#### Excerpted passage:
╭──
As noted, select scans can also perform automatic or manual classification of scanned assets, depending on the organization’s existing Purview classifications. These classifications include over 200 built-in classifications including driver’s license, passport number, credit card number, and ABA routing numbers. Custom classifications can be specified using a custom regular expression.
Data Map currently offers two features in preview: data map history and sensitivity labeling.
Unified Catalog
The latter phases of Purview Data Governance involve using Unified Catalog for the definition of data products, managing access to those data products, and their health management.
Data Curation
The data curation process involves the definition of data products and adding the assets they offer.
As a part of data curation, the organization will specify what type of data is available, and add data assets. These assets could include a dataset, an analytics model, master or reference data, or ML training data.
Organizations can also optionally link glossary terms (concepts that define the business) and OKRs (objectives and key results that define measurable/trackable business objectives).
After the data product has been defined, users can search, browse, or filter across that data product, and the organization can define access management processes for that data product.
Access management includes both managing existing access to the data product and management of incoming data product access requests.
Health Management
Ongoing health management capabilities offered by Purview Data Governance are limited but include management of the following:
- Data access and use
- Data discoverability
- Health observability
- Metadata management
- Data trust (ownership, etc.)
- Value creation (OKRs, etc.).
Master Data Management Requires Partners
Unlike the case with SQL Server, there is no master data management solution included in Purview Data Governance, so organizations must depend on partner solutions. Partner software supported by Purview Data Governance includes the following:
- CluedIn
- Profisee
- Reltio
- Semarchy.
Licensing
Purview Data Governance consists of two sets of complicated licensing:
- Data Catalog (Standard) – Governed assets within Unified Catalog
- Data Health Management – Management of health and quality of data.
There is no charge for assets that exist in Data Map that have not been linked to any governance concepts. Each Data Catalog (Standard) governed asset that exists within Unified Catalog, including tables, views, AI models, semantic models, etc., accrues a charge of US$0.0165 per day (approximately US$0.50 per month).
╰──
#### Data shown:
╭──
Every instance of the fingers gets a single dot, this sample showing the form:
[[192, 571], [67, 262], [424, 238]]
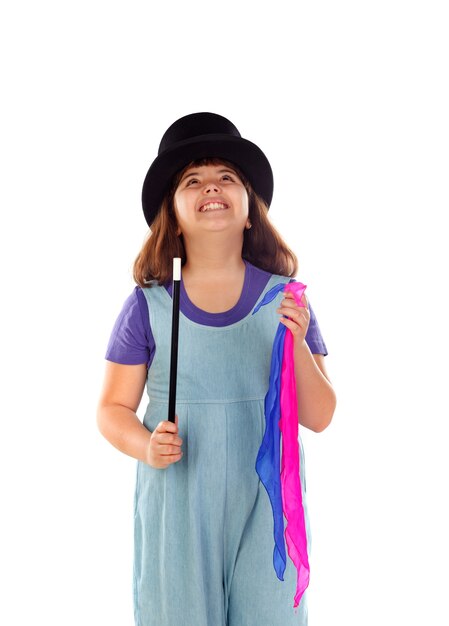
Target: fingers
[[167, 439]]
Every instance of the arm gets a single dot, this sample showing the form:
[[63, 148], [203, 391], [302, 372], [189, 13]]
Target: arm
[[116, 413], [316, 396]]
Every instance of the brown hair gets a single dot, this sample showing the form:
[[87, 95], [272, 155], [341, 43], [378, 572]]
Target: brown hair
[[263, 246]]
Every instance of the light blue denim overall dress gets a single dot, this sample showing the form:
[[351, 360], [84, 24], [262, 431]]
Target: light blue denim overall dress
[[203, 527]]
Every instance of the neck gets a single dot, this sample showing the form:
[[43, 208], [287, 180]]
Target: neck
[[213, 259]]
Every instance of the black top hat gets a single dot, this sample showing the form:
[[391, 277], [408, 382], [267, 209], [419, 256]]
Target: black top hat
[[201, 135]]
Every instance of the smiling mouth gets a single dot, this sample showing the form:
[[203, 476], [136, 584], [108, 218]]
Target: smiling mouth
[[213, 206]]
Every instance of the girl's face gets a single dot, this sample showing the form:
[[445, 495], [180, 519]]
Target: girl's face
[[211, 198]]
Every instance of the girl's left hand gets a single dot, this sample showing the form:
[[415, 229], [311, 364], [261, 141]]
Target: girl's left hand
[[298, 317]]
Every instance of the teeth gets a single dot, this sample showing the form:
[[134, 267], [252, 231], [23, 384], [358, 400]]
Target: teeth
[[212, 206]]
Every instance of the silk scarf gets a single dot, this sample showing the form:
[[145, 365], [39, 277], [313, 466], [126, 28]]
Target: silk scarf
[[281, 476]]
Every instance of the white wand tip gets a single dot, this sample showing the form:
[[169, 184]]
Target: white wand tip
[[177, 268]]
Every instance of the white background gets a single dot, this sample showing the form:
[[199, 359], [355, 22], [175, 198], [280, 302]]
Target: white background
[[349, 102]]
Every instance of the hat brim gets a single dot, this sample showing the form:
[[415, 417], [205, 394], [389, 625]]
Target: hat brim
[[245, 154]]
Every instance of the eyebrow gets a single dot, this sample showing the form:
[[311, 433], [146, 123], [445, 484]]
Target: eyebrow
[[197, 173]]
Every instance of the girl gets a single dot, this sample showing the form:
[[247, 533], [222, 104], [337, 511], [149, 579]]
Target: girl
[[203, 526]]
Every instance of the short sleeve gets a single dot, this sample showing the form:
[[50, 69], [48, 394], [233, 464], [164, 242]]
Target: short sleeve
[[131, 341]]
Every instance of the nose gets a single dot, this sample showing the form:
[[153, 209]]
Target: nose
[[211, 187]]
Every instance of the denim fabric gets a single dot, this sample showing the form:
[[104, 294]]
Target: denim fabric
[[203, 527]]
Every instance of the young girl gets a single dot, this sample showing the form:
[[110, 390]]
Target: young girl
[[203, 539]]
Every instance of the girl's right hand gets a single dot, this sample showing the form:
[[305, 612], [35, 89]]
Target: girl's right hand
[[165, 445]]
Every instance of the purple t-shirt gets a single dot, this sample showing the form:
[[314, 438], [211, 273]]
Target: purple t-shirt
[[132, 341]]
╰──
#### Problems to work on:
1. Name every partner master data management product that the Purview Data Governance passage lists as supported.
2. Carry on the Purview Data Governance passage from its last sentence.

#### Replies:
1. CluedIn, Profisee, Reltio, Semarchy

2.
Data Health Management charges accrue based on the compute cost of the jobs per day that are managing the health and quality of data. These charges are based on DGPUs (data governance processing units). A DGPU is the equivalent of 60 minutes of fully managed compute time taken to produce data management results. DGPU levels include Basic, Standard, or Advanced performance at US$15, US$60, or US$240 per DGPU, respectively.
Directions Recommends
Evaluate first. Organizations considering Purview Data Governance versus third-party offerings should evaluate them against each other to ensure Purview can connect to the range of data sources and offer the features that they require.
Plan carefully. Customers should plan Purview Data Governance prior to deployment (domains, data products, access plans, etc.), as the organization may require consulting help to assemble it.
Monitor costs. Customers should track DGPU costs over time and ensure they are licensing the appropriate tier effectively. Purview Data Governance is an option in the Azure calculator but is challenging to navigate without several months’ worth of existing charges to estimate future costs.
Watch carefully. Customers should be patient when using Purview Data Governance, as the service has changed significantly since Azure Purview first became available and is likely to continue to change in order to emphasize Microsoft’s AI initiatives first.
Resources
Purview Data Governance is described at “Data governance with Microsoft Purview” (Microsoft).